▶ What you have to do
Return exactly the lines from the one bearing "Note to the class: find the round" through the last, and no others. Pictures must be left out.

▶ Information given
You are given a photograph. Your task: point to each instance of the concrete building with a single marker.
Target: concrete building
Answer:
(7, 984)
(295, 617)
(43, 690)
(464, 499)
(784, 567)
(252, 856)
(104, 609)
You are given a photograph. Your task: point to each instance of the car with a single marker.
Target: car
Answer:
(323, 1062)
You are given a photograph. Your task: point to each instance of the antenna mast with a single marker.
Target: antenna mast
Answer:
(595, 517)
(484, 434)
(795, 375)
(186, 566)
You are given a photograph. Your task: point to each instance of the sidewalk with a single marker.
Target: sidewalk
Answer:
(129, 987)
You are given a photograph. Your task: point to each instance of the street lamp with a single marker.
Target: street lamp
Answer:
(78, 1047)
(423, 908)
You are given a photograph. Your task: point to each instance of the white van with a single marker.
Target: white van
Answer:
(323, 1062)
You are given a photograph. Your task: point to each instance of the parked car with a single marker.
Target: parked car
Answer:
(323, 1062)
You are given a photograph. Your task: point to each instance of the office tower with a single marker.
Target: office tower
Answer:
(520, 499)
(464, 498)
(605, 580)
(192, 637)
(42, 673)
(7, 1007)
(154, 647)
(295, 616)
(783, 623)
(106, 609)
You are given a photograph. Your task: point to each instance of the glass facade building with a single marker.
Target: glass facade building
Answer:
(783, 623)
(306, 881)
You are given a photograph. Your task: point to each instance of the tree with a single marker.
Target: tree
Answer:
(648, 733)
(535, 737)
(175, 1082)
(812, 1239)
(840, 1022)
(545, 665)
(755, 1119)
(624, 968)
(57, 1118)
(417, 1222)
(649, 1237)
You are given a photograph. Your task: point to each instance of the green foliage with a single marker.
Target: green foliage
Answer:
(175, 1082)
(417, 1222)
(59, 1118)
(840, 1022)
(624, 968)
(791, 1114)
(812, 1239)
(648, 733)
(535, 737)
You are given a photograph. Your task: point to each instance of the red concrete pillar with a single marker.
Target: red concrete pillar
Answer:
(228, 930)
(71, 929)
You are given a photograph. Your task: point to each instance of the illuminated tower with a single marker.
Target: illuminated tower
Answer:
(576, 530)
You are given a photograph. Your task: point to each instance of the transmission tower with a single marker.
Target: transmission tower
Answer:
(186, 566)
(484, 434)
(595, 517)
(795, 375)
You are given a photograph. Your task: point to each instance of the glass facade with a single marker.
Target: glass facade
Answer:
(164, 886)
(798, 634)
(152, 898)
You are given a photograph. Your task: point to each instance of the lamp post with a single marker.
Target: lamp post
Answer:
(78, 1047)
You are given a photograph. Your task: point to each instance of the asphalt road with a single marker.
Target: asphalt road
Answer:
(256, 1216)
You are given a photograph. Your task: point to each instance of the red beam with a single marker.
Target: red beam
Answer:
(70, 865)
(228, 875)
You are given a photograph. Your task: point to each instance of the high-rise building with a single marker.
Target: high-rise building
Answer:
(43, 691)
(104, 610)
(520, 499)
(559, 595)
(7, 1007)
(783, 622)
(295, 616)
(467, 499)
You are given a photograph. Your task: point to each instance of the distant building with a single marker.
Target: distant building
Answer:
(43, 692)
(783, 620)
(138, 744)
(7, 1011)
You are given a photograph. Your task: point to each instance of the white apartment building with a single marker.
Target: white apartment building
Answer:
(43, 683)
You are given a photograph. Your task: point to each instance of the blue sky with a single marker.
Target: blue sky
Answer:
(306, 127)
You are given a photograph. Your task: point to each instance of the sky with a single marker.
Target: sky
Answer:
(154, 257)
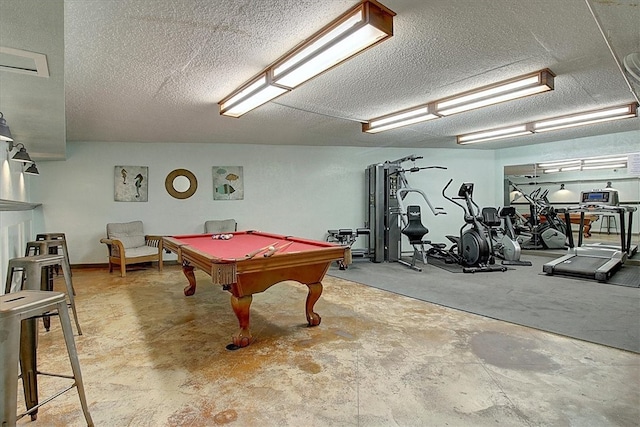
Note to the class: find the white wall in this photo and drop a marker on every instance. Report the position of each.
(295, 190)
(302, 191)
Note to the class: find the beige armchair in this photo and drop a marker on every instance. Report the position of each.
(127, 244)
(220, 226)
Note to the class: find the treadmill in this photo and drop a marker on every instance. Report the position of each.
(595, 261)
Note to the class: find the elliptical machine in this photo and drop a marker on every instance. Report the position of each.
(503, 236)
(550, 234)
(473, 248)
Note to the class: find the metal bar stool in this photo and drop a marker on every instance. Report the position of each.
(608, 219)
(60, 237)
(18, 314)
(31, 268)
(40, 247)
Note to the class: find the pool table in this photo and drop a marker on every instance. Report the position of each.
(250, 262)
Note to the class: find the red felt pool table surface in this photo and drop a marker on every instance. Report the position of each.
(245, 242)
(245, 265)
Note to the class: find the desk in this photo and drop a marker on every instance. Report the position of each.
(575, 219)
(305, 261)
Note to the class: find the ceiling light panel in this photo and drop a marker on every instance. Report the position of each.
(361, 27)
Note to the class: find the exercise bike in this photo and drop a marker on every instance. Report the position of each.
(473, 248)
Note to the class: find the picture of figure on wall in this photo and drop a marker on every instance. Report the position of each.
(228, 183)
(131, 184)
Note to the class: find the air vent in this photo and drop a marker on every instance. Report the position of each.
(632, 65)
(24, 62)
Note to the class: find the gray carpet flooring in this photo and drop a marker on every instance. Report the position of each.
(603, 313)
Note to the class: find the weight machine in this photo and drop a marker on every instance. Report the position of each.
(387, 187)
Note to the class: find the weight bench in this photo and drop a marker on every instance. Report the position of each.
(347, 237)
(415, 232)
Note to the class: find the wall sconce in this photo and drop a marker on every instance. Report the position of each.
(519, 87)
(21, 155)
(32, 170)
(5, 132)
(563, 122)
(356, 30)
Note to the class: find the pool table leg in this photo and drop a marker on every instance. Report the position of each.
(191, 277)
(315, 290)
(241, 306)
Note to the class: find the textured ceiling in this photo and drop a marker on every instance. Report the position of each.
(154, 70)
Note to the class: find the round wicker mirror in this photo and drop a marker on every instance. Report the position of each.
(181, 183)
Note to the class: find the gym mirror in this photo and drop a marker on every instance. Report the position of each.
(181, 183)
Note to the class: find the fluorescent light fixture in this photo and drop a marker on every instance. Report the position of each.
(5, 132)
(559, 163)
(529, 84)
(250, 96)
(605, 160)
(607, 166)
(395, 120)
(519, 87)
(361, 27)
(493, 135)
(591, 117)
(586, 118)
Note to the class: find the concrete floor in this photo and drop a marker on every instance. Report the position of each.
(152, 357)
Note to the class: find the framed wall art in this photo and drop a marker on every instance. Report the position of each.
(131, 184)
(228, 183)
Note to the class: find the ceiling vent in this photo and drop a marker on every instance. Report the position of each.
(632, 65)
(23, 62)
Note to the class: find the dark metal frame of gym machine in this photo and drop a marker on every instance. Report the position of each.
(593, 262)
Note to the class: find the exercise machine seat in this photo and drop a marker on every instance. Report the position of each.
(490, 217)
(414, 230)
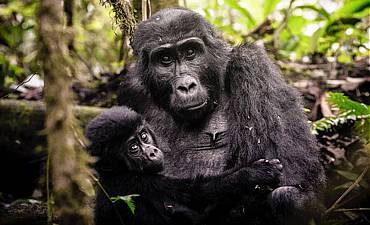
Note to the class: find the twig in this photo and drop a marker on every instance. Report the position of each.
(350, 188)
(282, 25)
(349, 210)
(24, 82)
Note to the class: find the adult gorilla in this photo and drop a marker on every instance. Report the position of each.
(220, 107)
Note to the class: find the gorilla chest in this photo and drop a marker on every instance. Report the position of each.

▶ Response to the exercise
Note to the class: find the round wicker mirror in this photo and drop a marker on every instance. Report the position of each.
(181, 183)
Note to the class: find the gym mirror in this photo and drop a marker on every instance. Report the position of each.
(181, 183)
Note to the class: find the fluorescent light fixture in this photo and drop a marker on every instance. Report the position of each.
(5, 132)
(559, 163)
(529, 84)
(250, 96)
(605, 160)
(607, 166)
(395, 120)
(519, 87)
(361, 27)
(493, 135)
(591, 117)
(586, 118)
Note to the class: find the concrete floor in this photo and drop a marker on every instance. Report the position of each.
(152, 357)
Note to the class: find the framed wall art in this photo and drop a marker on every instance. Report the position of each.
(131, 184)
(228, 183)
Note to the class: find the ceiling vent in this photo and drop a marker on every instance. Report the position of each.
(632, 65)
(23, 62)
Note to the class: find the dark metal frame of gym machine in this photo and drop a marker on every instance. Report the position of each.
(593, 262)
Note to the class: find the exercise machine seat in this photo and drop a marker on every instance. Report the position of each.
(490, 217)
(414, 230)
Note to the class: find the twig in this photo and drop a marker on every instance. Report the position of each.
(350, 188)
(282, 25)
(349, 210)
(24, 82)
Note to the class: find the adult gorilla in this photo and drop a marker on every instance. Report the position of each.
(220, 107)
Note to the class: find the gorilla chest in this photo and drop a marker on every instance. Report the position of each.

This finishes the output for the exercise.